# Extract to read start

- North American SNES box art
- Developer: Rare
- Publisher: Nintendo
- Director: Tim Stamper
- Producer: Andrew Collard
- Designers: Andrew Collard Paul Weaver
- Programmer: Mark Wilson
- Artists: Mark Stevenson Neil Crook
- Composer: Eveline Fischer
- Series: Donkey Kong
- Platforms: Super NES, Game Boy Advance
- Release: SNESNA: 18 November 1996; JP: 23 November 1996; PAL: 19 December 1996; Game Boy AdvanceEU: 4 November 2005; NA: 7 November 2005; JP: 1 December 2005;
- Genre: Platform
- Modes: Single-player, multiplayer

= Donkey Kong Country 3 =

1996 video game

Donkey Kong Country 3: Dixie Kong's Double Trouble! is a 1996 platform game developed by Rare and published by Nintendo for the Super Nintendo Entertainment System (SNES). It is the third installment of the Donkey Kong Country series, and serves as a sequel to 1995's Donkey Kong Country 2: Diddy's Kong Quest. It was also re-released for the Game Boy Advance (GBA) in 2005. The game was made available to download on the Wii's Virtual Console service in 2007, as well as for the Wii U's Virtual Console in 2014.

The plot centers on Dixie Kong and her cousin, Kiddy Kong, in their attempts to save the captured Donkey Kong and Diddy Kong from the series' villain King K. Rool. The game is set in the "Northern Kremisphere", a fictionalized version of northern Europe and Canada. Dixie Kong's Double Trouble! utilises the same Silicon Graphics technology from its predecessors, which features the use of pre-rendered 3D imagery. The game received positive reviews upon release; critics praised the visuals and various aspects of gameplay, but noted a lack of innovation.

== Gameplay ==

Dixie Kong, with Kiddy Kong standing by in the background

Dixie Kong's Double Trouble! is a platform game where players control Dixie Kong and her baby cousin, Kiddy Kong, through 8 worlds which comprise a total of 48 levels. Many of the gameplay elements from previous games in the series mark a return in this game, such as barrels, bonus levels which reward the player with special "bonus coins", DK coins, animal helpers and a multiplayer mode. Both of the two playable Kongs have unique abilities, such as Dixie's ability to slow her descent by spinning her ponytail, and Kiddy's ability to bounce across open water. The Kongs may also pick each other up to throw each other around levels; the impact of the other player-character can reveal cracked floors, hidden switches or secret areas. At any time, the player can switch Kongs during a level.

# Extract to read end

_Problem A_
Summarize the article on Donkey Kong Country 3 in two sentences.

# Listed records start

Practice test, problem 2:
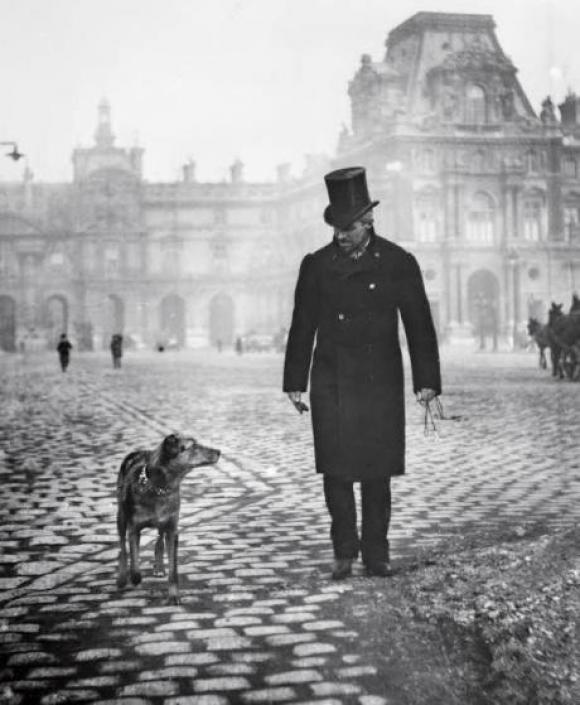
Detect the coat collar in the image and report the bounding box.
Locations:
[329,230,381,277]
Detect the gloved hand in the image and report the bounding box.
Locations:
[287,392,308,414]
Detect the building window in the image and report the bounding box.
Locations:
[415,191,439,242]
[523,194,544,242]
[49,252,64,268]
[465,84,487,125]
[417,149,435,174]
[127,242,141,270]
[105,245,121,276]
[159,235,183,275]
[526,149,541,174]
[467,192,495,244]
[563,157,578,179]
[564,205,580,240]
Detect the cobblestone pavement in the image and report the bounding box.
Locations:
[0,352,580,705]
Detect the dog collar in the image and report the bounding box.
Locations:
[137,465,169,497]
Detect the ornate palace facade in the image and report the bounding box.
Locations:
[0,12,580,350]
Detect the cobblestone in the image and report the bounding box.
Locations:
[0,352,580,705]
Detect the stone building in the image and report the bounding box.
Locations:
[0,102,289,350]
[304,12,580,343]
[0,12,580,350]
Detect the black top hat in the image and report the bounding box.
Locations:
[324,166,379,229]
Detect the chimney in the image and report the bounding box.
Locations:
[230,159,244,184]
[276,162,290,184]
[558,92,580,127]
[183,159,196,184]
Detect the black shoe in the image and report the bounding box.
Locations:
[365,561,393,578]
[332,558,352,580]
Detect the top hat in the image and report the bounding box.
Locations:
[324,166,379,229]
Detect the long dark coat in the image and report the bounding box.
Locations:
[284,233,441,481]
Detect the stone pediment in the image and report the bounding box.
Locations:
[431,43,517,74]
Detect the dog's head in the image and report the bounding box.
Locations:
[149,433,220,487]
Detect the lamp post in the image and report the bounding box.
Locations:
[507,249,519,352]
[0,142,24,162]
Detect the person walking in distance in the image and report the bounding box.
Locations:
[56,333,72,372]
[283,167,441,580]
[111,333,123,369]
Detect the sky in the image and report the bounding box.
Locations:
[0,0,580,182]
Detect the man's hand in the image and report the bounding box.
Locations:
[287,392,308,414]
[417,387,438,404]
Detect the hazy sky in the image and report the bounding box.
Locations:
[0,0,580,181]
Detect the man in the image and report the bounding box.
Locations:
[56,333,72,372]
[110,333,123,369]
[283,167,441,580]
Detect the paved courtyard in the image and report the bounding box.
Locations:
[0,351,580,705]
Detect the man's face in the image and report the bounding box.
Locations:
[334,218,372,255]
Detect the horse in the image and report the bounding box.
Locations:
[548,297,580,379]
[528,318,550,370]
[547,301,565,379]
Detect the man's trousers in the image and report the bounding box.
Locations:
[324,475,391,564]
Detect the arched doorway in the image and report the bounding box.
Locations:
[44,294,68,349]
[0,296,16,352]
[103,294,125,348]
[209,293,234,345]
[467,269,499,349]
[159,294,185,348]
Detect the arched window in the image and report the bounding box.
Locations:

# Listed records end
# Listed records start

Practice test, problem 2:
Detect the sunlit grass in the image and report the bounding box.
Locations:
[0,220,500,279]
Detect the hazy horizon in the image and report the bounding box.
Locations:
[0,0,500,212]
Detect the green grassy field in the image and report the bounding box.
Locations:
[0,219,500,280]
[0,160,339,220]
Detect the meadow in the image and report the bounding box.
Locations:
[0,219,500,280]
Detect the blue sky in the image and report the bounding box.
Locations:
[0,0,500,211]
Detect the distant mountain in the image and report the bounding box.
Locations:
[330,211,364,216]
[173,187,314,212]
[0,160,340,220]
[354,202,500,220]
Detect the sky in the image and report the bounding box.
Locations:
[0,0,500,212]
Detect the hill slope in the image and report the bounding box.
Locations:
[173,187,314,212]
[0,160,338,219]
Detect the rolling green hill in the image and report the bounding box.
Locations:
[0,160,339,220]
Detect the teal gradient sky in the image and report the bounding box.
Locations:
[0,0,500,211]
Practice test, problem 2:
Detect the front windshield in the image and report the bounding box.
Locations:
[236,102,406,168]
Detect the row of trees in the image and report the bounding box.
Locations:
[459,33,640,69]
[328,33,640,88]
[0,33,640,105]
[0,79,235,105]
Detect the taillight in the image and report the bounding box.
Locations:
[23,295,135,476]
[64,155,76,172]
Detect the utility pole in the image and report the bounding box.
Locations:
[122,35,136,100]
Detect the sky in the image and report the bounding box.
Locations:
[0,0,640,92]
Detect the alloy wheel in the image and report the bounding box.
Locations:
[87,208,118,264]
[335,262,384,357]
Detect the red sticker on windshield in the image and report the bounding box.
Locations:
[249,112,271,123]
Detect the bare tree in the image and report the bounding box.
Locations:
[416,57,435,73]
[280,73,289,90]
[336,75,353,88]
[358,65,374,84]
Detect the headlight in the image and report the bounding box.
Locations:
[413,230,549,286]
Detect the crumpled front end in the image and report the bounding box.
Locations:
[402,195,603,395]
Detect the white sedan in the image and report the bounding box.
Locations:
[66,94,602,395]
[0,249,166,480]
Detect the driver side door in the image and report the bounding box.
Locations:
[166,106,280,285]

# Listed records end

_Problem B_
Pick out every line of the entries that contains the word "arched" and copy each one. Case counts.

_Written reply A_
Donkey Kong Country 3: Dixie Kong's Double Trouble! is a 1996 platform game developed by Rare and published by Nintendo for the SNES, and it was re-released for the Game Boy Advance in 2005. Players control Dixie Kong and her cousin Kiddy Kong through 8 worlds with 48 levels to save the captured Donkey Kong and Diddy Kong from King K. Rool, and critics praised the visuals and gameplay but noted a lack of innovation.

_Written reply B_
Detect the arched doorway in the image and report the bounding box.
Detect the arched window in the image and report the bounding box.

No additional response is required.